_STORED DATA_:
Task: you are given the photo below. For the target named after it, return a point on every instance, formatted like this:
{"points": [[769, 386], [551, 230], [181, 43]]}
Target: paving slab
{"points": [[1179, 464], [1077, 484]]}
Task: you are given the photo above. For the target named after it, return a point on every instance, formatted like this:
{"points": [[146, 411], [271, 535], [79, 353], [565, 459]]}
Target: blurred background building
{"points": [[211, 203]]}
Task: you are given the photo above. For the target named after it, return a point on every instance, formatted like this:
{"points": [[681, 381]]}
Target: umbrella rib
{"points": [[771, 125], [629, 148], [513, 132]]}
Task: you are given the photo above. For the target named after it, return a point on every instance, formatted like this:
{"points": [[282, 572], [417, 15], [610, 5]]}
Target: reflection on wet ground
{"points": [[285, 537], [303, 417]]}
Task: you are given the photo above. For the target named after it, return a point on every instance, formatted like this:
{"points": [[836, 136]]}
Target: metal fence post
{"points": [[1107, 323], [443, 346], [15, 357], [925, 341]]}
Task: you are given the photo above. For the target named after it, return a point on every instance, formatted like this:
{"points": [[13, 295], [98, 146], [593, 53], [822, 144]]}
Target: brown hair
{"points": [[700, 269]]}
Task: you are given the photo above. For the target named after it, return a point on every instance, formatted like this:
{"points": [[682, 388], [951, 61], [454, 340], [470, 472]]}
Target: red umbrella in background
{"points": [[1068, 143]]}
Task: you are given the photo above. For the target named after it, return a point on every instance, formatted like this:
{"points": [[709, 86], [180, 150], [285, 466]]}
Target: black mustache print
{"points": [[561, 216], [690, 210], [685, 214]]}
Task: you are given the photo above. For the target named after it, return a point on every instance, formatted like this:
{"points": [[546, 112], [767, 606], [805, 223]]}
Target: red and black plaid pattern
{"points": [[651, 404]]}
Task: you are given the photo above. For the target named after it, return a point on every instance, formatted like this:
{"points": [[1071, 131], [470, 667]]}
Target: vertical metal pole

_EXERCISE PROMPT_:
Recopy the records without any alteration.

_SOLVED PROBLEM_:
Task: you are given the photo below. For the target named after it, return a point on every instance, formatted like this:
{"points": [[769, 386], [551, 230], [181, 43]]}
Target: paving slab
{"points": [[1179, 464], [1077, 484]]}
Task: you are given the photo above. For the target named after it, return a point on every instance, formatted like this:
{"points": [[146, 411], [271, 535], [79, 353], [565, 459]]}
Target: blurred background building
{"points": [[211, 203]]}
Task: you are given the photo above. For the target named after it, return a point on every instance, formatted like this:
{"points": [[681, 381]]}
Target: umbrella rib
{"points": [[771, 125], [629, 148], [513, 132]]}
Task: you are given the photo above. For the target named after it, return a point on every instance, formatted like this:
{"points": [[282, 572], [417, 15], [610, 5]]}
Target: reflection on wet ground
{"points": [[285, 537], [303, 417]]}
Task: you are given the photo above. For the target named after it, return a point on every instance, formatted like this:
{"points": [[836, 136]]}
Target: metal fence post
{"points": [[1107, 323], [443, 346], [15, 357], [925, 341]]}
Task: you are given the photo above. For the target named after it, return a point on every instance, formatted like this:
{"points": [[13, 295], [98, 146], [593, 53], [822, 144]]}
Target: brown hair
{"points": [[700, 269]]}
Task: you are given the photo above. For the target named after it, return a point on every instance, formatted like this:
{"points": [[682, 388], [951, 61], [454, 340], [470, 472]]}
Target: red umbrella in background
{"points": [[1068, 143]]}
Task: you are given the photo above. For the target named after it, return a point on every instance, formatted like this:
{"points": [[709, 86], [180, 150], [285, 466]]}
Target: black mustache print
{"points": [[561, 216], [690, 210], [685, 214]]}
Task: you are given the photo above. For the target named after it, return a point on every instance, formatted like this:
{"points": [[546, 112], [767, 606], [805, 223]]}
Target: red and black plaid pattern
{"points": [[651, 404]]}
Task: you are given the photo above. For the target named after it, return a point on every instance, formatted like this:
{"points": [[1071, 131], [470, 667]]}
Target: vertical metal pole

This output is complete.